## [Stated goal]
Can you output every line of the data below as a Markdown table with the columns "Row" and "Line text", numbering each row and leaving out any blank lines?

-- Record extracts start --

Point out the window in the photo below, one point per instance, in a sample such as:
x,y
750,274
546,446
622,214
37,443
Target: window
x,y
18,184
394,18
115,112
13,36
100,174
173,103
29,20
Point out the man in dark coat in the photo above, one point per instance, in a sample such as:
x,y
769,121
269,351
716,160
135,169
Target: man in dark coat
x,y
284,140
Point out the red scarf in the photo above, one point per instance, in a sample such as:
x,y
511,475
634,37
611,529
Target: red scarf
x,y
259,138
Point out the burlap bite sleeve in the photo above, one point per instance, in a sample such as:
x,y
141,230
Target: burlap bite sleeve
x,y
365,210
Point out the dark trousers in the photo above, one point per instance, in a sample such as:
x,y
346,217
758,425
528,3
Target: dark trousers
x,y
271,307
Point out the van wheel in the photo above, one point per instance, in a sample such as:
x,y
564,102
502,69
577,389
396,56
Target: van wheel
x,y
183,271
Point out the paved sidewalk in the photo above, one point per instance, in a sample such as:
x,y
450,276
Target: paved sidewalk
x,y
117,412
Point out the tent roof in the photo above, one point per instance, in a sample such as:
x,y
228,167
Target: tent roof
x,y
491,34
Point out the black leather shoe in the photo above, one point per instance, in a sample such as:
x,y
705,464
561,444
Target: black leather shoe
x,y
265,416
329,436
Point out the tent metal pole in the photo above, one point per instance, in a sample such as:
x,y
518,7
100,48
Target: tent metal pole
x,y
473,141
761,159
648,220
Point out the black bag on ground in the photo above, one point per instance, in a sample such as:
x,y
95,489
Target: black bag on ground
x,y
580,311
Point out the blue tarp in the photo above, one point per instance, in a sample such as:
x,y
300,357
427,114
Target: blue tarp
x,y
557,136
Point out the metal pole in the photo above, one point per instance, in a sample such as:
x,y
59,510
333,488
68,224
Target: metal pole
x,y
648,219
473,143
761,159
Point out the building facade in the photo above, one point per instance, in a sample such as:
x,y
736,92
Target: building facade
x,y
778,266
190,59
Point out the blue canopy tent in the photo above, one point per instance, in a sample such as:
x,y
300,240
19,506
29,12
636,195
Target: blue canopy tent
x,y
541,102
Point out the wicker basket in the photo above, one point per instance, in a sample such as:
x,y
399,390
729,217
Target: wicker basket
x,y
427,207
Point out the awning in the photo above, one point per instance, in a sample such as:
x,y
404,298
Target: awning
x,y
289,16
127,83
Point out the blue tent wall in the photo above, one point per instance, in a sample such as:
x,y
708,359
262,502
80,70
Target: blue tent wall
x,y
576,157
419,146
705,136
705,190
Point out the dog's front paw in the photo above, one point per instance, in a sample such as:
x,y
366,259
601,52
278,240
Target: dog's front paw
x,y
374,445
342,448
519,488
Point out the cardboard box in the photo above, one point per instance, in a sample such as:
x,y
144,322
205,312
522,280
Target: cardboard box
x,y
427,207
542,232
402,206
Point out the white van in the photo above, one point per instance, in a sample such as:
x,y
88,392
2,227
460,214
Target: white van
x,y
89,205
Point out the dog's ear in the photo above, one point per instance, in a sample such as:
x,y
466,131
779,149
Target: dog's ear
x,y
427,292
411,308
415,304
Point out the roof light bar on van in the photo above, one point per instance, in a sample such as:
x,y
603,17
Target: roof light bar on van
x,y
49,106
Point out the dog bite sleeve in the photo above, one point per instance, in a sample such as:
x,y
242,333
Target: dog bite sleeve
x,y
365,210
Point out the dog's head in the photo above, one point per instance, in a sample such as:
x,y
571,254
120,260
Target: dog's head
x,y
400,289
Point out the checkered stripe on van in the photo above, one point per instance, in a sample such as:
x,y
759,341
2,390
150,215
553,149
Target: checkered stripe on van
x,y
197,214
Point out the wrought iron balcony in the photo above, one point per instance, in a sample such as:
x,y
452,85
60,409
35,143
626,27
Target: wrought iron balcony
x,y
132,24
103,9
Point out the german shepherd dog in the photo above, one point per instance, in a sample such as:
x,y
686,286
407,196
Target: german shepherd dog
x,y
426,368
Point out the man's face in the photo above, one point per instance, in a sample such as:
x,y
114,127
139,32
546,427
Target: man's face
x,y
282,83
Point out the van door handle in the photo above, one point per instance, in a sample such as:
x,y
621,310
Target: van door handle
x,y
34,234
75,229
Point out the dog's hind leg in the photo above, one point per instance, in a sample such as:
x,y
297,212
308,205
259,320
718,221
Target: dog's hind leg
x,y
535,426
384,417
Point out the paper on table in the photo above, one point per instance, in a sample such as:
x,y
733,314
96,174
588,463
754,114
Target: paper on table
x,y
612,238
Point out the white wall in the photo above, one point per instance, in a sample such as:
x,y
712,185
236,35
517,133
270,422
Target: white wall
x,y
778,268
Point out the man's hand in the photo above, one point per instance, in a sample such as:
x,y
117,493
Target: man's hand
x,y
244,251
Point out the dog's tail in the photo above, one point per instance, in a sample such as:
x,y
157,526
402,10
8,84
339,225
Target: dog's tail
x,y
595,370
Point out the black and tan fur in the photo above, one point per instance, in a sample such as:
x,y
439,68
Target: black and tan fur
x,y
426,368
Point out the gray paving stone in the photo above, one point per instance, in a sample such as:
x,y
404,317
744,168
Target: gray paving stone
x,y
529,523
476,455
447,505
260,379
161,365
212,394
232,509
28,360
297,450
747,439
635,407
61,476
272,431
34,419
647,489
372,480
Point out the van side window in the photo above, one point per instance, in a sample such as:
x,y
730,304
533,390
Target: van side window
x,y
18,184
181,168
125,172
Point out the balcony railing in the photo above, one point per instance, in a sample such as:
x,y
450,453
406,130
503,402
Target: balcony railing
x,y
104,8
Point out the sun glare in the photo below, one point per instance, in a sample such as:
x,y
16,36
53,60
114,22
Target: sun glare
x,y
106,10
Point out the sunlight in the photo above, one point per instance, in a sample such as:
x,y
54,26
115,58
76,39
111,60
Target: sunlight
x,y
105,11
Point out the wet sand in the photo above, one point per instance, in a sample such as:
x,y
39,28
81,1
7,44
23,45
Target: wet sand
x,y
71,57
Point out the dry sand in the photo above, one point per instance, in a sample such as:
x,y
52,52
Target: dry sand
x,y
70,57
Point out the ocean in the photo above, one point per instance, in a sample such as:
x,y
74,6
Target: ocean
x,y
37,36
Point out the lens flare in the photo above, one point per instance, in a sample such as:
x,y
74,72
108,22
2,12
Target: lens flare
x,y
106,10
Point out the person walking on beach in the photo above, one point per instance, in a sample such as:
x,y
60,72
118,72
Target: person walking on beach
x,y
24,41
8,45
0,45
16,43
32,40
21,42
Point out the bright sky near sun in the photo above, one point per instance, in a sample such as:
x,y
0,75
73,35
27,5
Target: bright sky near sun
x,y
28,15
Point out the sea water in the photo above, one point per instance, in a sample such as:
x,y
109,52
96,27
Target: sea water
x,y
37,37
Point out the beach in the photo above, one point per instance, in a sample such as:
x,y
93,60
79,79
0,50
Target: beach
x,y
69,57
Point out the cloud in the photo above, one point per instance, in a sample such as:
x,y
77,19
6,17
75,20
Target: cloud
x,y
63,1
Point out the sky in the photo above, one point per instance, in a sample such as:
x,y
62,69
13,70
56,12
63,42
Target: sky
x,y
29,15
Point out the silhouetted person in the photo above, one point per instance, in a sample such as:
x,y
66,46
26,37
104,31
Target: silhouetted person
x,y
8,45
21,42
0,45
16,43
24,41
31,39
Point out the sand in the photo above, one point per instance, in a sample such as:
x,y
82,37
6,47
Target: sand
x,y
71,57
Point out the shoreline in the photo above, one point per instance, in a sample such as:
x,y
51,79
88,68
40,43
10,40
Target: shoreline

-- Record extracts end --

## [Solved problem]
| Row | Line text |
|---|---|
| 1 | Point out the window in the photo below, one point per instance, in a sample such as: |
| 2 | x,y |
| 3 | 750,274 |
| 4 | 546,446 |
| 5 | 622,214 |
| 6 | 37,443 |
| 7 | Target: window |
| 8 | x,y |
| 9 | 18,184 |
| 10 | 394,18 |
| 11 | 115,112 |
| 12 | 13,36 |
| 13 | 100,174 |
| 14 | 173,103 |
| 15 | 29,20 |
| 16 | Point out the man in dark coat in the photo above, one point per instance, in a sample such as: |
| 17 | x,y |
| 18 | 769,121 |
| 19 | 269,351 |
| 20 | 716,160 |
| 21 | 135,169 |
| 22 | Target: man in dark coat |
| 23 | x,y |
| 24 | 284,140 |
| 25 | Point out the red scarf in the photo above, one point per instance, in a sample such as: |
| 26 | x,y |
| 27 | 511,475 |
| 28 | 634,37 |
| 29 | 611,529 |
| 30 | Target: red scarf |
| 31 | x,y |
| 32 | 259,138 |
| 33 | Point out the burlap bite sleeve in the photo above, one point per instance, in a sample such as: |
| 34 | x,y |
| 35 | 141,230 |
| 36 | Target: burlap bite sleeve |
| 37 | x,y |
| 38 | 365,210 |
| 39 | Point out the dark trousers in the photo above, one point per instance, in a sample such as: |
| 40 | x,y |
| 41 | 346,217 |
| 42 | 758,425 |
| 43 | 528,3 |
| 44 | Target: dark trousers |
| 45 | x,y |
| 46 | 271,307 |
| 47 | Point out the van wheel in the photo above, one point per instance, in a sample such as: |
| 48 | x,y |
| 49 | 564,102 |
| 50 | 502,69 |
| 51 | 577,389 |
| 52 | 396,56 |
| 53 | Target: van wheel |
| 54 | x,y |
| 55 | 183,271 |
| 56 | Point out the paved sidewalk in the photo above, one point per instance, in a sample such as: |
| 57 | x,y |
| 58 | 450,276 |
| 59 | Target: paved sidewalk |
| 60 | x,y |
| 61 | 117,412 |
| 62 | Point out the tent roof in the photo above, one point per instance, in a sample such as: |
| 63 | x,y |
| 64 | 228,167 |
| 65 | Target: tent roof |
| 66 | x,y |
| 67 | 491,34 |
| 68 | Point out the black leather shoe in the photo above, one point per instance, in a sample such as: |
| 69 | x,y |
| 70 | 705,464 |
| 71 | 561,444 |
| 72 | Target: black leather shoe |
| 73 | x,y |
| 74 | 265,416 |
| 75 | 329,436 |
| 76 | Point out the tent metal pole in the photo above, one point per instance, in a sample such as: |
| 77 | x,y |
| 78 | 518,7 |
| 79 | 100,48 |
| 80 | Target: tent metal pole |
| 81 | x,y |
| 82 | 473,141 |
| 83 | 761,159 |
| 84 | 648,220 |
| 85 | Point out the black bag on ground in the photo above, one point per instance, in a sample such as: |
| 86 | x,y |
| 87 | 95,489 |
| 88 | Target: black bag on ground |
| 89 | x,y |
| 90 | 580,311 |
| 91 | Point out the blue tarp in the photo above, one point per instance, in a sample such as: |
| 92 | x,y |
| 93 | 300,357 |
| 94 | 427,114 |
| 95 | Target: blue tarp |
| 96 | x,y |
| 97 | 557,136 |
| 98 | Point out the metal pole in the photo above, one point per instance, in a sample such as: |
| 99 | x,y |
| 100 | 59,510 |
| 101 | 333,488 |
| 102 | 68,224 |
| 103 | Target: metal pole |
| 104 | x,y |
| 105 | 648,219 |
| 106 | 473,143 |
| 107 | 761,159 |
| 108 | Point out the building facade in the photo above, one point per instance, in a sample such as: |
| 109 | x,y |
| 110 | 736,92 |
| 111 | Target: building facade |
| 112 | x,y |
| 113 | 778,266 |
| 114 | 190,59 |
| 115 | Point out the blue canopy tent in the photo above, one point per instance, in a sample such as: |
| 116 | x,y |
| 117 | 300,240 |
| 118 | 19,506 |
| 119 | 29,12 |
| 120 | 636,195 |
| 121 | Target: blue canopy tent |
| 122 | x,y |
| 123 | 541,102 |
| 124 | Point out the wicker basket in the photo above, one point per instance, in a sample such as: |
| 125 | x,y |
| 126 | 399,390 |
| 127 | 729,217 |
| 128 | Target: wicker basket |
| 129 | x,y |
| 130 | 427,207 |
| 131 | Point out the awning in the photo above, one point per instance, in a sample such as: |
| 132 | x,y |
| 133 | 404,298 |
| 134 | Target: awning |
| 135 | x,y |
| 136 | 289,16 |
| 137 | 127,83 |
| 138 | Point out the blue tent wall in the photo above, one point per instance, in a sample such as: |
| 139 | x,y |
| 140 | 708,359 |
| 141 | 262,502 |
| 142 | 80,70 |
| 143 | Target: blue tent wall |
| 144 | x,y |
| 145 | 576,157 |
| 146 | 419,146 |
| 147 | 705,136 |
| 148 | 705,190 |
| 149 | Point out the dog's front paw in the photo above, one point per instance, in a sample such as: |
| 150 | x,y |
| 151 | 366,259 |
| 152 | 601,52 |
| 153 | 278,240 |
| 154 | Target: dog's front paw |
| 155 | x,y |
| 156 | 374,445 |
| 157 | 342,448 |
| 158 | 519,488 |
| 159 | Point out the cardboard box in the photo above, one point per instance, in a sample such as: |
| 160 | x,y |
| 161 | 144,322 |
| 162 | 205,312 |
| 163 | 522,280 |
| 164 | Target: cardboard box |
| 165 | x,y |
| 166 | 427,207 |
| 167 | 542,232 |
| 168 | 402,206 |
| 169 | Point out the white van in the photo above, one point per instance, in a sample such as: |
| 170 | x,y |
| 171 | 88,392 |
| 172 | 2,227 |
| 173 | 460,214 |
| 174 | Target: white van |
| 175 | x,y |
| 176 | 89,205 |
| 177 | Point out the dog's ear in the photo above, one point per instance, in a sample such as: |
| 178 | x,y |
| 179 | 466,131 |
| 180 | 779,149 |
| 181 | Target: dog's ear |
| 182 | x,y |
| 183 | 427,292 |
| 184 | 411,308 |
| 185 | 415,304 |
| 186 | Point out the roof light bar on van in the photo above, one point per instance, in a sample such as: |
| 187 | x,y |
| 188 | 603,17 |
| 189 | Target: roof light bar on van |
| 190 | x,y |
| 191 | 49,106 |
| 192 | Point out the dog bite sleeve in the photo above, one point per instance, in a sample such as: |
| 193 | x,y |
| 194 | 242,333 |
| 195 | Target: dog bite sleeve |
| 196 | x,y |
| 197 | 365,210 |
| 198 | Point out the dog's head in the photo above, one point per instance, in a sample such as: |
| 199 | x,y |
| 200 | 571,254 |
| 201 | 120,260 |
| 202 | Target: dog's head |
| 203 | x,y |
| 204 | 400,289 |
| 205 | Point out the checkered stripe on van in the photo above, one point per instance, in a sample such as: |
| 206 | x,y |
| 207 | 759,341 |
| 208 | 2,390 |
| 209 | 150,215 |
| 210 | 553,149 |
| 211 | Target: checkered stripe on van |
| 212 | x,y |
| 213 | 197,214 |
| 214 | Point out the wrought iron balcony in the photo above, one point per instance, in a sample such as: |
| 215 | x,y |
| 216 | 452,85 |
| 217 | 60,409 |
| 218 | 35,143 |
| 219 | 626,27 |
| 220 | Target: wrought iron balcony |
| 221 | x,y |
| 222 | 132,24 |
| 223 | 103,9 |
| 224 | Point out the german shepherd dog in the photo above, one point per instance, in a sample such as: |
| 225 | x,y |
| 226 | 686,286 |
| 227 | 407,196 |
| 228 | Target: german shepherd dog |
| 229 | x,y |
| 230 | 426,368 |
| 231 | Point out the man's face in the photo above, one point per instance, in a sample such as: |
| 232 | x,y |
| 233 | 114,127 |
| 234 | 139,32 |
| 235 | 546,427 |
| 236 | Target: man's face |
| 237 | x,y |
| 238 | 282,83 |
| 239 | Point out the van door handle in the photo above, one point per instance, in a sample such as: |
| 240 | x,y |
| 241 | 621,310 |
| 242 | Target: van door handle |
| 243 | x,y |
| 244 | 34,234 |
| 245 | 75,229 |
| 246 | Point out the dog's hind leg in the photo above, one point per instance, in a sample such as: |
| 247 | x,y |
| 248 | 297,212 |
| 249 | 308,205 |
| 250 | 259,320 |
| 251 | 718,221 |
| 252 | Target: dog's hind leg |
| 253 | x,y |
| 254 | 535,426 |
| 255 | 384,417 |
| 256 | Point out the paper on table in the photo above, one point per instance, in a sample such as: |
| 257 | x,y |
| 258 | 733,314 |
| 259 | 96,174 |
| 260 | 588,463 |
| 261 | 754,114 |
| 262 | Target: paper on table |
| 263 | x,y |
| 264 | 612,238 |
| 265 | Point out the white wall in the photo above, one point per instance, in a sample such as: |
| 266 | x,y |
| 267 | 712,185 |
| 268 | 236,35 |
| 269 | 517,133 |
| 270 | 270,422 |
| 271 | Target: white wall |
| 272 | x,y |
| 273 | 778,268 |
| 274 | Point out the man's hand in the photo above, one point per instance, in a sample such as: |
| 275 | x,y |
| 276 | 117,493 |
| 277 | Target: man's hand |
| 278 | x,y |
| 279 | 244,251 |
| 280 | Point out the dog's tail in the photo above, one point per instance, in a sample such as: |
| 281 | x,y |
| 282 | 157,526 |
| 283 | 402,10 |
| 284 | 8,84 |
| 285 | 339,225 |
| 286 | Target: dog's tail |
| 287 | x,y |
| 288 | 595,370 |
| 289 | Point out the black and tan fur in the photo above, one point per instance, in a sample such as: |
| 290 | x,y |
| 291 | 439,68 |
| 292 | Target: black and tan fur |
| 293 | x,y |
| 294 | 426,368 |
| 295 | Point out the gray paving stone in the photo above, one point per instance, in a sample such as: |
| 296 | x,y |
| 297 | 404,317 |
| 298 | 744,168 |
| 299 | Target: gray paving stone |
| 300 | x,y |
| 301 | 529,523 |
| 302 | 476,455 |
| 303 | 447,505 |
| 304 | 260,379 |
| 305 | 161,365 |
| 306 | 212,394 |
| 307 | 232,509 |
| 308 | 28,360 |
| 309 | 297,450 |
| 310 | 747,439 |
| 311 | 635,407 |
| 312 | 61,476 |
| 313 | 272,431 |
| 314 | 34,419 |
| 315 | 647,489 |
| 316 | 372,480 |
| 317 | Point out the van side window in the photo above, one point per instance, in a sample such as: |
| 318 | x,y |
| 319 | 730,304 |
| 320 | 533,390 |
| 321 | Target: van side window |
| 322 | x,y |
| 323 | 18,184 |
| 324 | 181,168 |
| 325 | 125,172 |
| 326 | Point out the balcony railing in the photo above, one point per instance, in a sample such as: |
| 327 | x,y |
| 328 | 450,453 |
| 329 | 406,130 |
| 330 | 503,402 |
| 331 | Target: balcony railing |
| 332 | x,y |
| 333 | 104,8 |
| 334 | Point out the sun glare in the photo below, one point per instance, in a sample such as: |
| 335 | x,y |
| 336 | 16,36 |
| 337 | 53,60 |
| 338 | 114,22 |
| 339 | Target: sun glare |
| 340 | x,y |
| 341 | 106,10 |
| 342 | Point out the sunlight in the photo above, one point per instance, in a sample such as: |
| 343 | x,y |
| 344 | 54,26 |
| 345 | 115,58 |
| 346 | 76,39 |
| 347 | 111,60 |
| 348 | Target: sunlight |
| 349 | x,y |
| 350 | 105,11 |
| 351 | Point out the wet sand in the photo above, one point per instance, in a sample such as: |
| 352 | x,y |
| 353 | 39,28 |
| 354 | 81,1 |
| 355 | 7,44 |
| 356 | 23,45 |
| 357 | Target: wet sand |
| 358 | x,y |
| 359 | 71,57 |
| 360 | Point out the dry sand in the photo above, one point per instance, in a sample such as: |
| 361 | x,y |
| 362 | 52,52 |
| 363 | Target: dry sand |
| 364 | x,y |
| 365 | 70,57 |
| 366 | Point out the ocean in the photo above, one point per instance, in a sample such as: |
| 367 | x,y |
| 368 | 74,6 |
| 369 | Target: ocean |
| 370 | x,y |
| 371 | 37,36 |
| 372 | Point out the lens flare in the photo above, one point per instance, in a sample such as: |
| 373 | x,y |
| 374 | 74,72 |
| 375 | 108,22 |
| 376 | 2,12 |
| 377 | Target: lens flare |
| 378 | x,y |
| 379 | 106,10 |
| 380 | Point out the person walking on beach in the photo above, one point per instance, in a sample such as: |
| 381 | x,y |
| 382 | 60,72 |
| 383 | 118,72 |
| 384 | Target: person walking on beach |
| 385 | x,y |
| 386 | 24,41 |
| 387 | 8,45 |
| 388 | 0,45 |
| 389 | 16,43 |
| 390 | 32,40 |
| 391 | 21,42 |
| 392 | Point out the bright sky near sun in the photo above, one point per instance, in a sample such as: |
| 393 | x,y |
| 394 | 0,75 |
| 395 | 73,35 |
| 396 | 27,5 |
| 397 | Target: bright sky near sun |
| 398 | x,y |
| 399 | 28,15 |
| 400 | Point out the sea water in the photo above, one point per instance, in a sample such as: |
| 401 | x,y |
| 402 | 109,52 |
| 403 | 96,27 |
| 404 | Target: sea water |
| 405 | x,y |
| 406 | 37,37 |
| 407 | Point out the beach in the photo above, one point per instance, in a sample such as: |
| 408 | x,y |
| 409 | 93,60 |
| 410 | 79,79 |
| 411 | 0,50 |
| 412 | Target: beach |
| 413 | x,y |
| 414 | 69,57 |
| 415 | Point out the cloud in the photo above, one point per instance, in a sample such as: |
| 416 | x,y |
| 417 | 77,19 |
| 418 | 6,17 |
| 419 | 75,20 |
| 420 | Target: cloud |
| 421 | x,y |
| 422 | 63,1 |
| 423 | Point out the sky in the photo above, one point per instance, in a sample such as: |
| 424 | x,y |
| 425 | 62,69 |
| 426 | 13,70 |
| 427 | 56,12 |
| 428 | 63,42 |
| 429 | Target: sky |
| 430 | x,y |
| 431 | 29,15 |
| 432 | Point out the silhouetted person in the photo above, one point per instance, in a sample such as: |
| 433 | x,y |
| 434 | 66,46 |
| 435 | 26,37 |
| 436 | 104,31 |
| 437 | Target: silhouetted person |
| 438 | x,y |
| 439 | 8,45 |
| 440 | 21,42 |
| 441 | 0,45 |
| 442 | 16,43 |
| 443 | 24,41 |
| 444 | 31,39 |
| 445 | Point out the sand in the photo above, one point per instance, in a sample such as: |
| 446 | x,y |
| 447 | 82,37 |
| 448 | 6,47 |
| 449 | Target: sand |
| 450 | x,y |
| 451 | 71,57 |
| 452 | Point out the shoreline in the photo above, one point per instance, in a sample such as: |
| 453 | x,y |
| 454 | 51,79 |
| 455 | 88,68 |
| 456 | 40,43 |
| 457 | 10,40 |
| 458 | Target: shoreline |